▶ **Recorded information**:
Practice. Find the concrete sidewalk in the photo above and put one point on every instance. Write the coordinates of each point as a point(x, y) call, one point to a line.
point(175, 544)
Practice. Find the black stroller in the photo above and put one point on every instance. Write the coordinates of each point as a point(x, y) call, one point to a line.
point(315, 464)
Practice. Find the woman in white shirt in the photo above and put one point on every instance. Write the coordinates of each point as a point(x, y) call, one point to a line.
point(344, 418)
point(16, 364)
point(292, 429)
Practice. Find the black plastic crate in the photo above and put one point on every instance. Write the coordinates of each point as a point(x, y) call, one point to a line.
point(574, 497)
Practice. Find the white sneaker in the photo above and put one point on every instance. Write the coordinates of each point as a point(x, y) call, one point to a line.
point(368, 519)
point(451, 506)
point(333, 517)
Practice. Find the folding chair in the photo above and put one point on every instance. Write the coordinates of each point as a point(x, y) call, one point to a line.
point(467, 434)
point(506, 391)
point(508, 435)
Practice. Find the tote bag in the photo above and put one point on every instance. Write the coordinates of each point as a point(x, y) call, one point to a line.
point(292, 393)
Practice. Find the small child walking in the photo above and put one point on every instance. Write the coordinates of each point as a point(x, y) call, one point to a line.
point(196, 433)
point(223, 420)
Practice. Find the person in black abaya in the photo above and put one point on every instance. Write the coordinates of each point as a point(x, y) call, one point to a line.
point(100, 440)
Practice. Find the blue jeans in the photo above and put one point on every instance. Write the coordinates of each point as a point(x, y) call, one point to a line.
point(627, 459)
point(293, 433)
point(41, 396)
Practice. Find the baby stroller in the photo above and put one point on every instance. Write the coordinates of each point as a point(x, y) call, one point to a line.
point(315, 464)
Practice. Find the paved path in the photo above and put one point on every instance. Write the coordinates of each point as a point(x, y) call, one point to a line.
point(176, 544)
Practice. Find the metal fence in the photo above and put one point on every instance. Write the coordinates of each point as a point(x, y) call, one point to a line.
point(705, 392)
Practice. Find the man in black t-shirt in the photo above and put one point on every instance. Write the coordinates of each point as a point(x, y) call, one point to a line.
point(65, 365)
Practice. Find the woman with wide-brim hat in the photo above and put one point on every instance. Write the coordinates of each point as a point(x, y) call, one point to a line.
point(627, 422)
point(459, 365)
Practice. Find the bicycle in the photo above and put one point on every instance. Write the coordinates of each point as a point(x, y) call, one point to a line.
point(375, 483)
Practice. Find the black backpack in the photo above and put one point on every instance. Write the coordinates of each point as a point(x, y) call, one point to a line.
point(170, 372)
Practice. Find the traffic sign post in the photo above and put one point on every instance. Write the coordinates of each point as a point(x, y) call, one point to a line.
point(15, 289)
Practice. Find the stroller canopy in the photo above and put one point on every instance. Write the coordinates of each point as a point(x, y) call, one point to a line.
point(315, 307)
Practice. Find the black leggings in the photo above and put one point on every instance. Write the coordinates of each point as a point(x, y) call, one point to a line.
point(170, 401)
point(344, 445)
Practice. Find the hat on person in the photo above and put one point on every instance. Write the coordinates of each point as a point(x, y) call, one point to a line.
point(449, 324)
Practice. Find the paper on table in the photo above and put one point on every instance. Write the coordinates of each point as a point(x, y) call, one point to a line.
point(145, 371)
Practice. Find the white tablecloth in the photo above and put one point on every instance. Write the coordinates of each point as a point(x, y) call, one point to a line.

▶ **Objective**:
Rewrite all the rows above with "one point to a line" changed to "one point per line" everywhere it occurs, keeping everything else the same.

▶ **Reply**:
Practice. Find the concrete sidewalk in the photo above and put one point on every instance. Write the coordinates of each point as a point(x, y) call, one point per line.
point(175, 544)
Practice. Find the black stroller in the photo above and put one point on every instance. Write the coordinates of each point as a point(x, y) call, one point per line.
point(315, 464)
Practice. Find the woman in white shirt in the photo above and put one point on every instance. Write the coordinates of each point as a point(x, y) call, one point per line.
point(344, 418)
point(16, 364)
point(292, 429)
Practice. Find the black plastic crate in the photo above and put one point on every instance. Write the coordinates of each point as a point(x, y) call, one point per line.
point(574, 497)
Practice. Find the white sneaker in the photo above and put one point on every instance. Write the coordinates of each point as a point(x, y) call, one point per line.
point(368, 519)
point(451, 506)
point(333, 517)
Practice. Find the folding chair in the photo above and put one point on every instance. Write the coordinates of each point as a point(x, y) call, one point per line.
point(467, 434)
point(506, 391)
point(508, 435)
Practice. Find the tote bag in the photo above and put one point on every instance. Write the coordinates of each point as a point(x, y) call, one point per line.
point(292, 393)
Practice. Find the small child walking in the photo above and put one point on every instance. Write the coordinates of each point as a point(x, y) call, one point per line.
point(196, 433)
point(223, 420)
Practice. Find the person in black abaya in the photo above and put one point on every instance. Write the coordinates of each point as a point(x, y) call, one point per line.
point(100, 440)
Practice. Find the blue jeans in the photo above and put one point on every instance. Write the coordinates of each point as a point(x, y) call, one point per line.
point(627, 459)
point(293, 433)
point(41, 396)
Practice. Find the baby stroller in the photo above and put one point on every instance. Write the coordinates of each point as a point(x, y) call, one point per line.
point(315, 464)
Practice. Find the paved path in the photo above and put one point on every instance. Write the coordinates of each point as a point(x, y) call, one point per line.
point(176, 544)
Practice. Find the metal fence in the photo above and put one point on every instance. Write the coordinates of each point as a point(x, y) call, one point per line.
point(705, 392)
Practice. Find the man in black t-shirt in the photo above and put one point on every instance. Write the coordinates of each point as a point(x, y) call, one point per line.
point(65, 365)
Practice. Find the woman with wide-brim hat in the photo above and put one point on every instance. Write the coordinates of each point as a point(x, y) call, one point per line.
point(627, 422)
point(459, 365)
Practice. Find the bicycle in the photo above and put one point on every instance. Write the coordinates of each point as a point(x, y) call, one point per line.
point(375, 483)
Practice. Find the black backpack in the photo above and put one point on every instance. Write the coordinates of each point as a point(x, y) call, one point per line.
point(170, 372)
Practice. Find the traffic sign post in the photo above and put one point on every instance. Write the coordinates of each point as a point(x, y) call, one point per line.
point(15, 289)
Practice. Find the stroller canopy in the photo above and put one point on every instance. Write the coordinates of each point as a point(x, y) call, one point per line.
point(315, 307)
Practice. Find the black leggings in the photo above and put one point on every instance. Write the coordinates of each point as a point(x, y) call, one point per line.
point(170, 401)
point(344, 445)
Practice. Find the hat on person in the photo above and put one point on every instance. Write the coordinates of each point as a point(x, y) call, one point per line.
point(449, 324)
Practice. Find the paper on table in the photo above and put one point on every instance. Write the coordinates of each point as a point(x, y) call, one point per line.
point(145, 371)
Practice. Find the white tablecloth in the photo above and put one point on every instance. Write the coordinates of each point as a point(x, y) call, one point per line.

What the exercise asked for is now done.